> Document excerpt:
--- START ---

Kingsview Village is a neighbourhood in the city of Toronto, Ontario, Canada. It is located in the north end of the former suburb of Etobicoke, and is bounded on the north by Highway 401, on the east by the Humber River and St. Phillips Road, on the south by Dixon Road. It is relatively close to Toronto Pearson International Airport in Mississauga, and TTC bus routes connect it to the rest of the city.

==Overview==
This neighbourhood is home to a multicultural diverse community originally settled by people from the British Isles that contains among others, a sizable Somali population as well as Italian, Asian, South Asian cultures. Its denizens also practice a wide variety of religions, with Islam becoming more prevalent.

In many cases, single family homes built in the 1950s and 1960s have been demolished, their generous sized lots subdivided to allow up to three homes on a parcel of land where one initially stood. Smaller homes may be razed in favor of constructing a much larger home, in a trend known as "monster homes".

--- END ---

Source records:
--- START ---

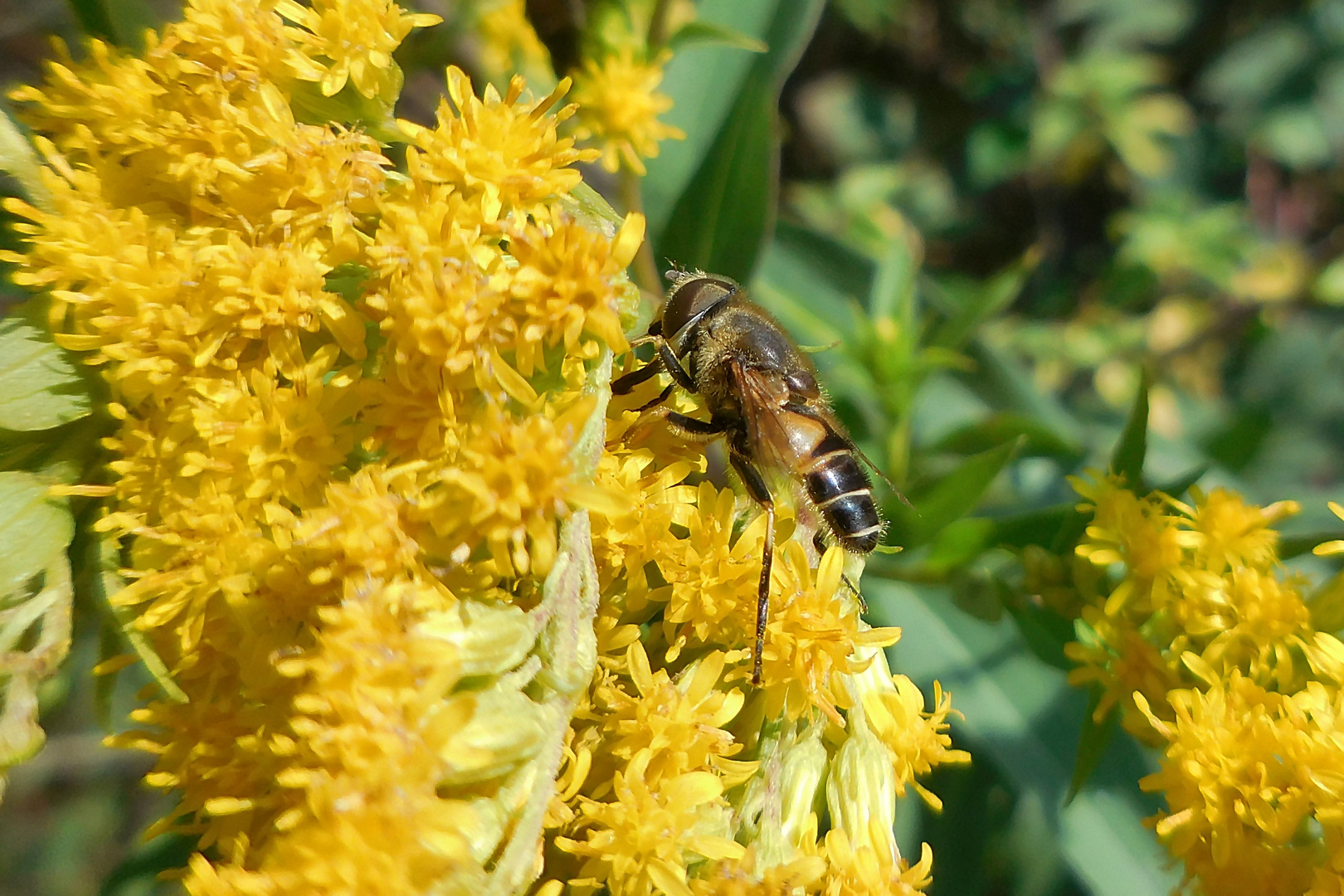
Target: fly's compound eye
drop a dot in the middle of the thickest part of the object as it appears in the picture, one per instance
(691, 299)
(802, 384)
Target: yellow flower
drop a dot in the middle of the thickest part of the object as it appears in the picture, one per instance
(641, 843)
(509, 41)
(679, 723)
(812, 635)
(711, 578)
(502, 488)
(357, 39)
(1331, 548)
(741, 879)
(1242, 772)
(863, 872)
(619, 108)
(916, 739)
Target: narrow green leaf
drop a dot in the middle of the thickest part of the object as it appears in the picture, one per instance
(93, 19)
(893, 295)
(1045, 631)
(1020, 715)
(119, 22)
(39, 387)
(34, 529)
(21, 162)
(986, 301)
(721, 221)
(1127, 461)
(1092, 744)
(1296, 546)
(724, 212)
(951, 499)
(35, 599)
(143, 868)
(702, 32)
(704, 82)
(1327, 605)
(960, 543)
(1001, 381)
(1181, 484)
(106, 583)
(1038, 440)
(1032, 527)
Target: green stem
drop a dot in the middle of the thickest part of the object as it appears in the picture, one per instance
(645, 268)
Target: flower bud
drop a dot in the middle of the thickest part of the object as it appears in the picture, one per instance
(489, 638)
(862, 791)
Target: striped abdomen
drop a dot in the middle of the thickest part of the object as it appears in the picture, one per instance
(843, 492)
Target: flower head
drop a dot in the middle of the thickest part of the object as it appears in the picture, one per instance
(619, 108)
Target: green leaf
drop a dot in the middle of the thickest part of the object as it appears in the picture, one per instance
(119, 22)
(1020, 715)
(106, 583)
(1032, 527)
(724, 214)
(1045, 631)
(981, 301)
(21, 162)
(951, 497)
(35, 599)
(960, 543)
(34, 529)
(1296, 546)
(1003, 383)
(1038, 440)
(39, 387)
(704, 82)
(1127, 461)
(1092, 744)
(1181, 484)
(702, 32)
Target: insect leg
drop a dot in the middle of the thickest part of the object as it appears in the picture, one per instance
(626, 383)
(675, 368)
(760, 492)
(661, 398)
(854, 590)
(689, 427)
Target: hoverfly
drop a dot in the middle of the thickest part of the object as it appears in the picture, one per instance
(763, 399)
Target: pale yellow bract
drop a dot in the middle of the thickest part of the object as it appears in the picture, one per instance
(446, 618)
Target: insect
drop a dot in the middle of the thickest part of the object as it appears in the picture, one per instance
(763, 399)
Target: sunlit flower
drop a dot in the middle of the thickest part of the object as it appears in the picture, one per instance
(680, 724)
(862, 872)
(350, 41)
(1235, 777)
(641, 843)
(619, 108)
(499, 149)
(509, 39)
(811, 637)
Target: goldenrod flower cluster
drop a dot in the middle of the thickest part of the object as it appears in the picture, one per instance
(1211, 653)
(437, 617)
(620, 108)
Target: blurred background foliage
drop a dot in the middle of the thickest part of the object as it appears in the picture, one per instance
(1035, 238)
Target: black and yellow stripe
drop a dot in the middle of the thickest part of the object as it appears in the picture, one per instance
(843, 494)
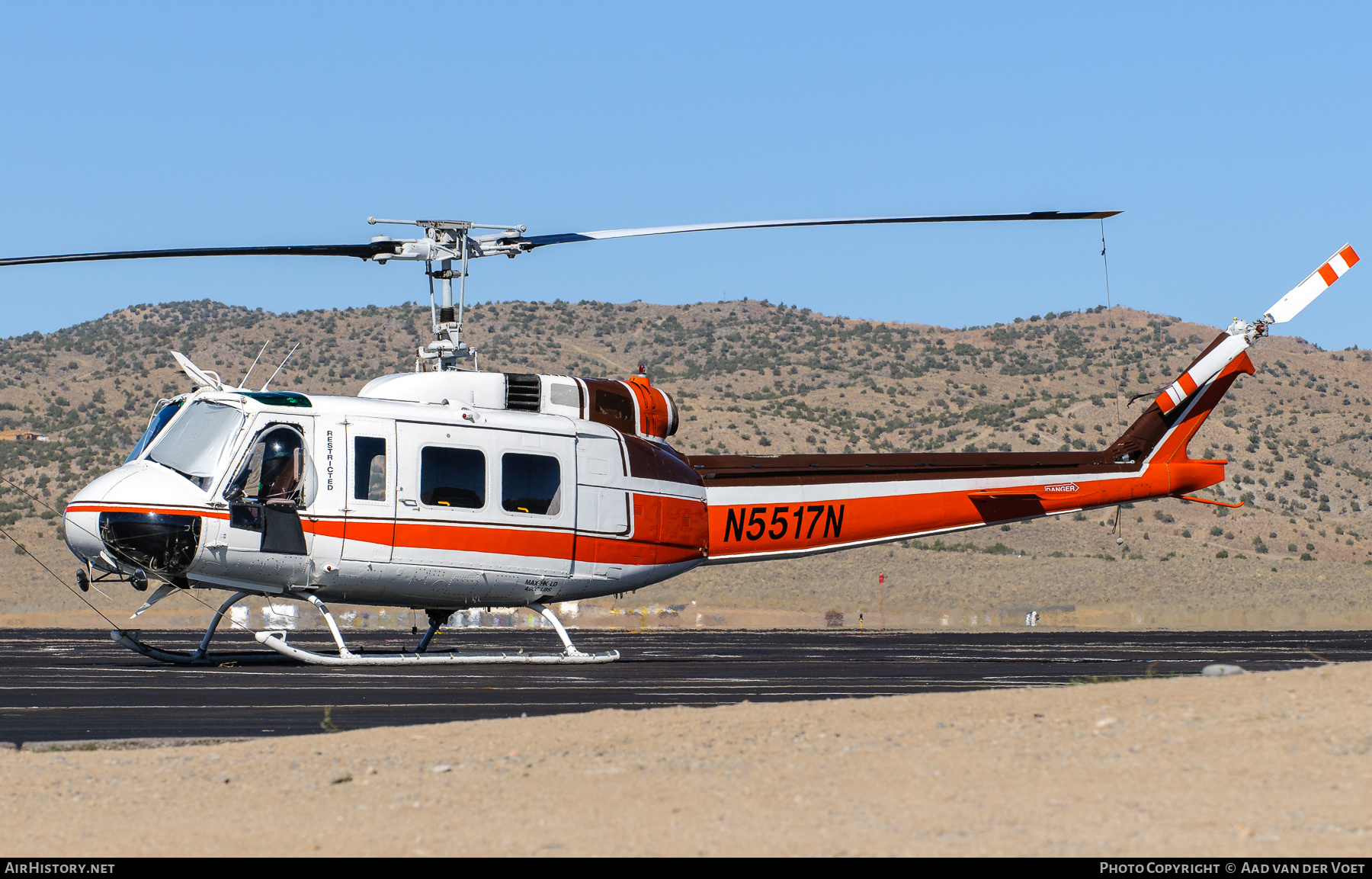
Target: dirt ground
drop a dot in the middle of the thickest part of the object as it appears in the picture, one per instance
(1258, 764)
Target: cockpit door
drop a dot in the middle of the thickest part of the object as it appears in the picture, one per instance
(370, 505)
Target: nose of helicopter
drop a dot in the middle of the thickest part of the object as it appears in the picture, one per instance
(111, 521)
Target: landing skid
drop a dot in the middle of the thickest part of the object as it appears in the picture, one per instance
(128, 638)
(571, 656)
(284, 653)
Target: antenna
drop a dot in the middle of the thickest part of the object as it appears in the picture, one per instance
(283, 364)
(245, 383)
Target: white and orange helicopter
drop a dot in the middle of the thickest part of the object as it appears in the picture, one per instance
(449, 489)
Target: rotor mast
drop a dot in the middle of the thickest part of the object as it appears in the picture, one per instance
(445, 242)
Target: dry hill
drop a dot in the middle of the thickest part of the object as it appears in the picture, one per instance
(761, 377)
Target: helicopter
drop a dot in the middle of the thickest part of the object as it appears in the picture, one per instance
(449, 487)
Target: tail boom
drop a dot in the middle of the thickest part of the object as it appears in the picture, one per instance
(787, 506)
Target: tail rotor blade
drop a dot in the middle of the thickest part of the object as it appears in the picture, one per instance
(1317, 281)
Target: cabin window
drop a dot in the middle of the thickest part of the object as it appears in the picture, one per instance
(615, 408)
(370, 468)
(531, 484)
(452, 477)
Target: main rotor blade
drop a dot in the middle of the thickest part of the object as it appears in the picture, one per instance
(1315, 284)
(540, 240)
(361, 252)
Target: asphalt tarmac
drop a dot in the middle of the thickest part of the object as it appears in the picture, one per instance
(63, 685)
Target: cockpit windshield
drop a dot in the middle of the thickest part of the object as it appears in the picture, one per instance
(164, 413)
(195, 442)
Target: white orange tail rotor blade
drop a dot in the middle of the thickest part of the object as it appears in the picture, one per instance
(1319, 281)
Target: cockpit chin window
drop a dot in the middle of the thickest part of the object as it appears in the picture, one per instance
(277, 470)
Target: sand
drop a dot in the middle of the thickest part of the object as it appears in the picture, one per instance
(1258, 764)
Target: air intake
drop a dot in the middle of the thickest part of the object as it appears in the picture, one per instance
(523, 391)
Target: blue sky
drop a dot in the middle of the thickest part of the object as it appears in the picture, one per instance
(1235, 139)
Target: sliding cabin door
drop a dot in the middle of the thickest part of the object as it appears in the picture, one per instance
(501, 501)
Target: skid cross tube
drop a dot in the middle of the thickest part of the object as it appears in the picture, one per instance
(276, 640)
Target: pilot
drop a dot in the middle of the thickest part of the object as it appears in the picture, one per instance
(280, 468)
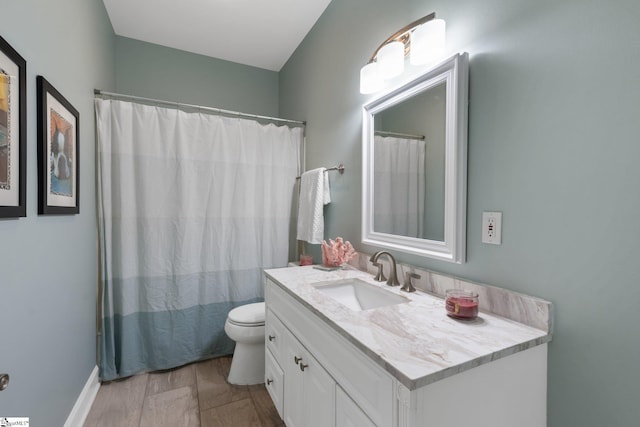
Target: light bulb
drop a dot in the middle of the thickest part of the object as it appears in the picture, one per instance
(428, 42)
(390, 58)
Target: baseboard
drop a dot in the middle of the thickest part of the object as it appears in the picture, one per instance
(81, 409)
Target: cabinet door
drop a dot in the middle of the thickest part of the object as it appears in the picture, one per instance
(319, 393)
(309, 391)
(348, 414)
(293, 386)
(274, 380)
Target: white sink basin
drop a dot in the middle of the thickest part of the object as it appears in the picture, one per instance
(359, 295)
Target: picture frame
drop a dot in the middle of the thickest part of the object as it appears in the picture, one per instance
(13, 132)
(58, 152)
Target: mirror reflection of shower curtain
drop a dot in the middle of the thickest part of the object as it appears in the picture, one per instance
(192, 207)
(399, 186)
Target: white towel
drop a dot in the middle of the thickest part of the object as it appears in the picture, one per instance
(314, 194)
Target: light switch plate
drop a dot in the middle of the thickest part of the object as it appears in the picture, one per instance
(492, 228)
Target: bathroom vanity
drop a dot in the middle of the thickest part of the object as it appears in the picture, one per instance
(390, 358)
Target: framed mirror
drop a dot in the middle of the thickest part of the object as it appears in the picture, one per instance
(415, 164)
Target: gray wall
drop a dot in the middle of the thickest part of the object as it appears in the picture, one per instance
(48, 264)
(153, 71)
(553, 144)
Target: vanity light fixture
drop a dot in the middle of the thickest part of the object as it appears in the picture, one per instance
(423, 40)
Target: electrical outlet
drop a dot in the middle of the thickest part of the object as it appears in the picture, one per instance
(492, 228)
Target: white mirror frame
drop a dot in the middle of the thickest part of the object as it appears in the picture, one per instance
(455, 72)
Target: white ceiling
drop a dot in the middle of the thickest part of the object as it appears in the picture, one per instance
(259, 33)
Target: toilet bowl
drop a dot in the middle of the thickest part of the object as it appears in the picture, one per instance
(245, 325)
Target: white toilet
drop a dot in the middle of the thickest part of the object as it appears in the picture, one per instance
(245, 325)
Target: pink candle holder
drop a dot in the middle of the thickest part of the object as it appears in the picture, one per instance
(338, 252)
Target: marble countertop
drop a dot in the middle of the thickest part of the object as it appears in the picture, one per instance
(416, 342)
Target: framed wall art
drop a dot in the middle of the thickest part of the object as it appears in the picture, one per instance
(58, 152)
(13, 132)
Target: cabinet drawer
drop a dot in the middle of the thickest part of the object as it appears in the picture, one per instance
(274, 334)
(370, 386)
(274, 381)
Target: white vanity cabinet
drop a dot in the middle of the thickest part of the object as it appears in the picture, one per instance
(321, 371)
(320, 374)
(309, 391)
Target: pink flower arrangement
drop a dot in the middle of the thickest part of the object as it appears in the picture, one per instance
(336, 253)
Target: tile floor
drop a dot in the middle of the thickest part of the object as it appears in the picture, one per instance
(190, 396)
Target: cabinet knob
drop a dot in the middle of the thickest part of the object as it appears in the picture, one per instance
(4, 381)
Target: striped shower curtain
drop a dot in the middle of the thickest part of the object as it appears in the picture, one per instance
(192, 207)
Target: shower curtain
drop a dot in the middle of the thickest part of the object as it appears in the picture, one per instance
(192, 207)
(399, 186)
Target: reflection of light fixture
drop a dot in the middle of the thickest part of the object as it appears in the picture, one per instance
(423, 39)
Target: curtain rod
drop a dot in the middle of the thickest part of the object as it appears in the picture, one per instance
(339, 168)
(400, 135)
(99, 92)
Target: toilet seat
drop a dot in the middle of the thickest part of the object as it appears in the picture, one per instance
(248, 315)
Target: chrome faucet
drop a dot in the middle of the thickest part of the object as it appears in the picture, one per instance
(393, 277)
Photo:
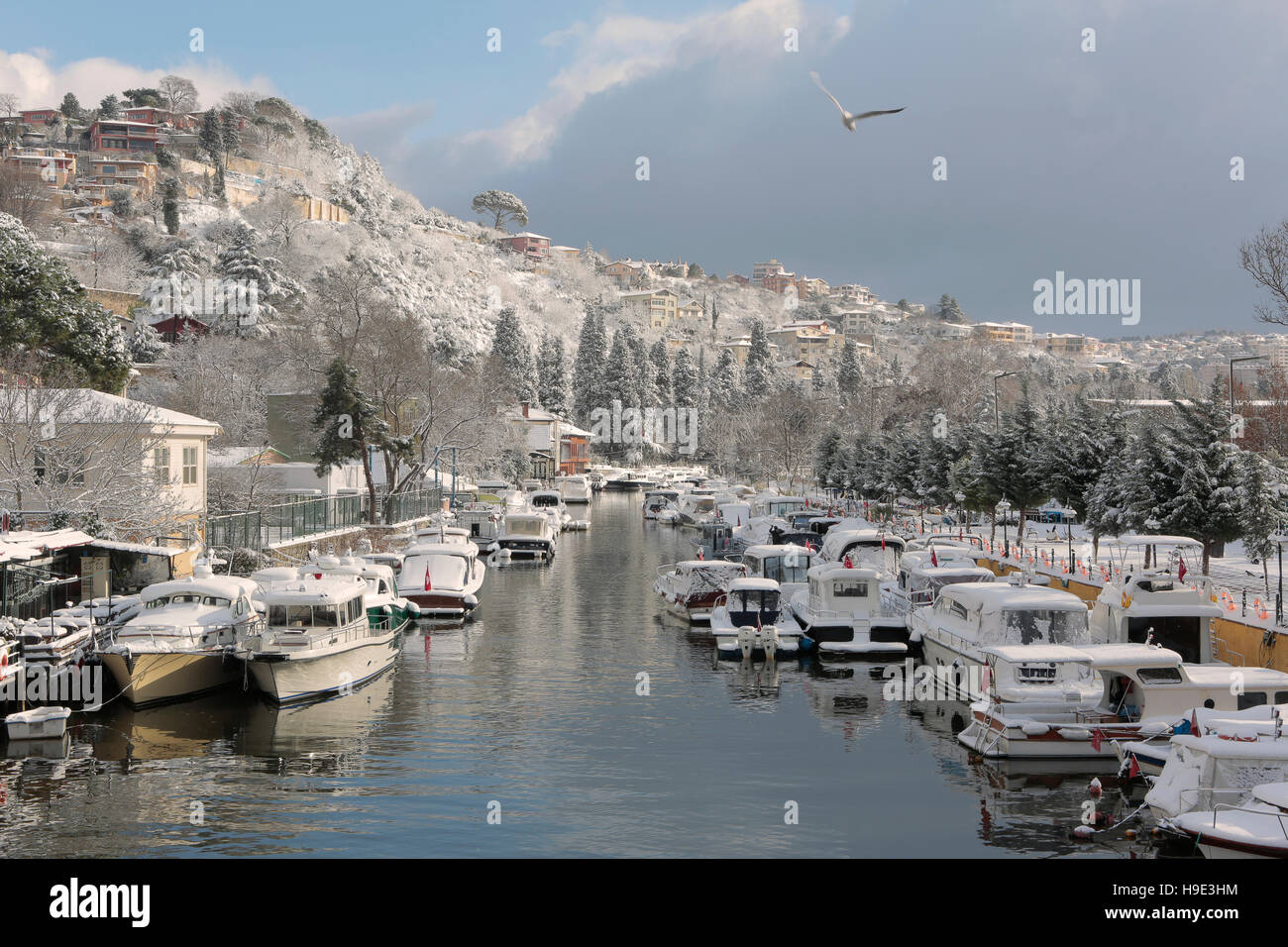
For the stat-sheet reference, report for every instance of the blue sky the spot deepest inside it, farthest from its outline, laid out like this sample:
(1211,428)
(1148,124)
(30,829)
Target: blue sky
(1107,163)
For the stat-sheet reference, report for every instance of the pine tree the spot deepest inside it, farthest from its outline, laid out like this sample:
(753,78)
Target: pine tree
(684,380)
(849,376)
(511,355)
(759,371)
(243,265)
(348,421)
(553,375)
(588,369)
(660,364)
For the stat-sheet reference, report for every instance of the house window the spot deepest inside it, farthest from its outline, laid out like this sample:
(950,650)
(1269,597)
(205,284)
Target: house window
(161,464)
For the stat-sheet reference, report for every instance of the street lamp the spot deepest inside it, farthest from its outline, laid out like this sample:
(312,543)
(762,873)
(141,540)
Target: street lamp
(1240,359)
(1004,506)
(997,415)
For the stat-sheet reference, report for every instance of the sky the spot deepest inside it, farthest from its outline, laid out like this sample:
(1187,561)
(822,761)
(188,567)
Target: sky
(1113,163)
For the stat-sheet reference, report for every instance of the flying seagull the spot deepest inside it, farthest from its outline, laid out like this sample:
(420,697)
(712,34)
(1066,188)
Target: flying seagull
(846,118)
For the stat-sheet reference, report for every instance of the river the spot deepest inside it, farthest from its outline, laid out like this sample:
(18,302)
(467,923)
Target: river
(524,733)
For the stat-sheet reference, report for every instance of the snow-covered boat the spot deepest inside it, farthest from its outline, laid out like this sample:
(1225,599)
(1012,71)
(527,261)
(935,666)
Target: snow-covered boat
(1146,693)
(575,488)
(178,646)
(317,639)
(748,621)
(382,598)
(969,617)
(550,502)
(443,579)
(527,536)
(1158,603)
(1256,828)
(691,589)
(841,612)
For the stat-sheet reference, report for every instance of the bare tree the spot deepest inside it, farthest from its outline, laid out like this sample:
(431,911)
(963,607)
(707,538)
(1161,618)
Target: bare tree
(1265,258)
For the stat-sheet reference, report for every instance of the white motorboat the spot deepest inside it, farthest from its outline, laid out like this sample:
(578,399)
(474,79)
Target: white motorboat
(527,536)
(923,573)
(317,639)
(550,502)
(443,579)
(691,589)
(748,621)
(969,617)
(178,646)
(382,598)
(1254,828)
(1146,693)
(1154,603)
(841,612)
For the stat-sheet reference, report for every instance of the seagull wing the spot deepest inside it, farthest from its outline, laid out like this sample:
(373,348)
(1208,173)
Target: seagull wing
(868,115)
(819,84)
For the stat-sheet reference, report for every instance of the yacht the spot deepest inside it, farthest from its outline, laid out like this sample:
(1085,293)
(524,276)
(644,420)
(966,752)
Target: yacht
(575,488)
(967,617)
(691,589)
(1154,603)
(550,502)
(178,646)
(923,573)
(382,598)
(1146,693)
(317,639)
(443,579)
(748,621)
(527,536)
(841,612)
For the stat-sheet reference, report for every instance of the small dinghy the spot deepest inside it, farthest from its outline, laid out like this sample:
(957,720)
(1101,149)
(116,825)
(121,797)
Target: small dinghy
(39,723)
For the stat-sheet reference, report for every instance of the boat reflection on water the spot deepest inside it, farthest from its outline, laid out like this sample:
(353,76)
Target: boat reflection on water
(240,724)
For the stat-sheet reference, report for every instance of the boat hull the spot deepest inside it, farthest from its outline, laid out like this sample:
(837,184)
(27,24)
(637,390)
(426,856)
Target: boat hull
(288,678)
(153,678)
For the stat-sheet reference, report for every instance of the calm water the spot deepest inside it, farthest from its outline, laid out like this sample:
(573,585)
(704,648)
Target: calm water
(535,706)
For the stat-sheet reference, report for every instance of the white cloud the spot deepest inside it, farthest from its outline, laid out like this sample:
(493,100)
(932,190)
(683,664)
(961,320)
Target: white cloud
(40,84)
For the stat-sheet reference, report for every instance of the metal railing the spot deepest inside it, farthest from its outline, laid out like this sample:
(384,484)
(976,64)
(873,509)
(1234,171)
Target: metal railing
(312,517)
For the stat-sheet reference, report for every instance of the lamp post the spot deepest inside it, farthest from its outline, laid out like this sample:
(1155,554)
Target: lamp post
(997,414)
(1004,508)
(1240,359)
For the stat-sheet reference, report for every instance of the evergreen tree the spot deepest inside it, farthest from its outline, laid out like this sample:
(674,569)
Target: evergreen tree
(170,205)
(553,375)
(588,369)
(660,364)
(684,380)
(261,278)
(759,369)
(348,421)
(511,354)
(44,312)
(849,376)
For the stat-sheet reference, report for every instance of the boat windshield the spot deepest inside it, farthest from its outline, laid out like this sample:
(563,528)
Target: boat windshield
(1046,626)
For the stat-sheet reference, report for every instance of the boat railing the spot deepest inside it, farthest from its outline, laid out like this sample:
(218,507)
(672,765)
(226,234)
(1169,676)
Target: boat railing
(1232,806)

--- END ---

> Things to do:
• A. Which features does the Kingsview Village excerpt name as the neighbourhood's boundaries?
• B. Resume the Kingsview Village excerpt, picking up right after its final sentence.

> Responses to the tasks:
• A. Highway 401 (north), the Humber River and St. Phillips Road (east), and Dixon Road (south).

• B.
Kingsview is a name that was given to the residential development north of Dixon Road, in the 1950s, on the site of land owned by Ernest Byworth. The name 'Kingsview' is a reference to the neighbourhood's position on high ground. Kingsview Village is home to several parks (Blackfriar, Dixon, Fairhaven and Kingsview). The Free Methodist Kingsview Church and Westown Shopping Centre are also situated here.

==Education==
Two public school boards operate elementary schools in the Kingsview Village, the secular Toronto District School Board (TDSB), and the separate school board, the Toronto Catholic District School Board (TCDSB). Elementary schools in Kingsview Village include:
- Kingsview Village Junior School is a public elementary school operated by TDSB. It is located close to the intersection of Dixon Road and Islington Avenue. Kingsview Village was opened on December 16, 1956.
- St Maurice Catholic Elementary School, is a public elementary separate school operated by TCDSB.